DATA PROVIDED: Begin

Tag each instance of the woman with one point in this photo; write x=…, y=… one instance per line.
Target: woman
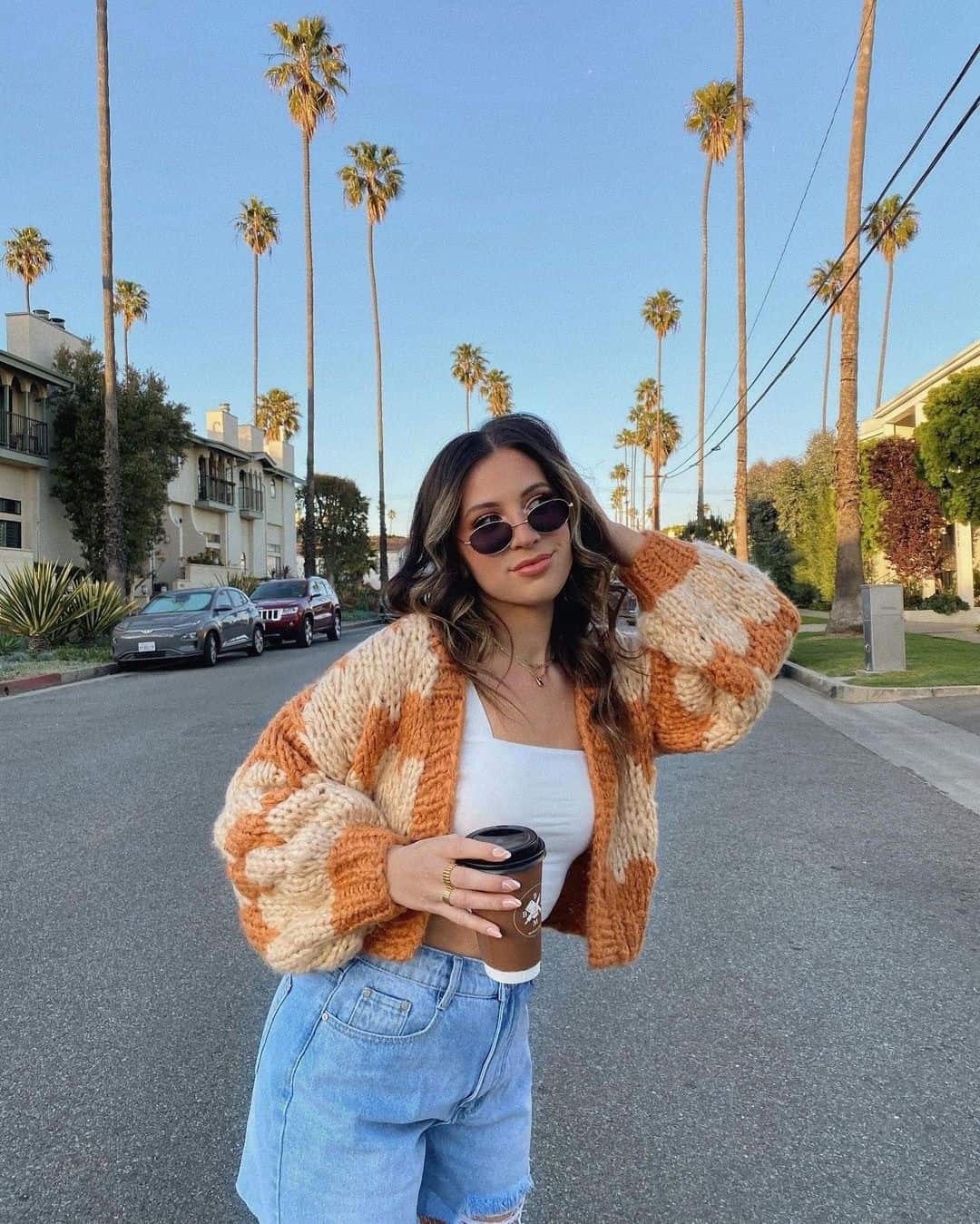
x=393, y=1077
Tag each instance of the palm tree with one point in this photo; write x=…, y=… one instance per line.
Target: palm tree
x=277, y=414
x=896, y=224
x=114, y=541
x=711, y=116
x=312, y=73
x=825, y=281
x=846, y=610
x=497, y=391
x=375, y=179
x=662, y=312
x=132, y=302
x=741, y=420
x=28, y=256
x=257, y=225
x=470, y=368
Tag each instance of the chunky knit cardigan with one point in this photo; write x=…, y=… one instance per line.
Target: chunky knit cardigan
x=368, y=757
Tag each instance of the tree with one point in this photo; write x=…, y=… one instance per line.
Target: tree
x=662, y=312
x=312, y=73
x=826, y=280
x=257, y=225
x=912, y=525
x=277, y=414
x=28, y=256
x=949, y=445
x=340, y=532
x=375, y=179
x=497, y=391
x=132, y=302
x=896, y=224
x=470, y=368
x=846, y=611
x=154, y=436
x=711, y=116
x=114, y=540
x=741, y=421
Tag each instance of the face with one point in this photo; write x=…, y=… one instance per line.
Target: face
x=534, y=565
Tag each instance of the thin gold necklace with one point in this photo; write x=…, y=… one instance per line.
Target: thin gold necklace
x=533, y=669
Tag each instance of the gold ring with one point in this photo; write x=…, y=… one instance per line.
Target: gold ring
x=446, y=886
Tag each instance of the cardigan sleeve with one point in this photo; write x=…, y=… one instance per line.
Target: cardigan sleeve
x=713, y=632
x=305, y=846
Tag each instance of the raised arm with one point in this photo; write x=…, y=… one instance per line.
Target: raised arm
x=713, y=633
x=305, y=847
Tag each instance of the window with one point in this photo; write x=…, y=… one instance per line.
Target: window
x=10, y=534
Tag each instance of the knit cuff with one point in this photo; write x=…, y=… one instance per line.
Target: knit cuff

DATA PROVIDED: End

## REQUIREMENT
Give back every record exactly, dropping its pictures.

## YOUR SOLUTION
Tag each instance of the woman with one point in this photo; write x=…, y=… one instance per line.
Target: woman
x=393, y=1077
Tag each instance of the palm tree with one point in this photo; write x=…, y=… one instance per line.
Target: palm tree
x=277, y=414
x=896, y=224
x=114, y=541
x=711, y=116
x=312, y=73
x=825, y=281
x=846, y=610
x=497, y=391
x=375, y=179
x=662, y=312
x=132, y=302
x=741, y=420
x=28, y=256
x=257, y=225
x=470, y=368
Tag each instance of the chunky knit cardigan with one point in this photo; write x=…, y=… one instance per line.
Target: chunky knit cardigan
x=368, y=757
Tag each instance of the tree with one point in this photo; write x=…, y=… one instance per line.
Target: tree
x=662, y=312
x=312, y=73
x=826, y=280
x=257, y=225
x=912, y=525
x=277, y=414
x=28, y=256
x=949, y=445
x=340, y=532
x=375, y=179
x=497, y=391
x=132, y=302
x=896, y=224
x=470, y=368
x=846, y=611
x=154, y=436
x=711, y=116
x=114, y=540
x=741, y=421
Tag each instance of the face with one point in this photo; write x=…, y=… one instance per line.
Target: face
x=534, y=565
Tag each instance of the thin gold necklace with one point in this photo; write x=…, y=… one instance per line.
Target: thin gold necklace
x=533, y=669
Tag each instance of the gold ring with one point in this photo; write x=…, y=… one instance per line.
Target: gold ring
x=446, y=886
Tag each instance of the cardigan sleeve with one point in this photo; write x=…, y=… one instance per line.
Target: cardigan sleeve
x=713, y=632
x=305, y=846
Tag each instance of the raised arm with one point in this photo; write x=…, y=… one instance per line.
Target: raised arm
x=713, y=633
x=305, y=847
Tag each instance of the window with one point in this photo; write x=…, y=… one instance per line.
Target: window
x=10, y=534
Tag each instance of the knit cuff with one point in this photo; write x=…, y=… one instance per line.
Target: knit cuff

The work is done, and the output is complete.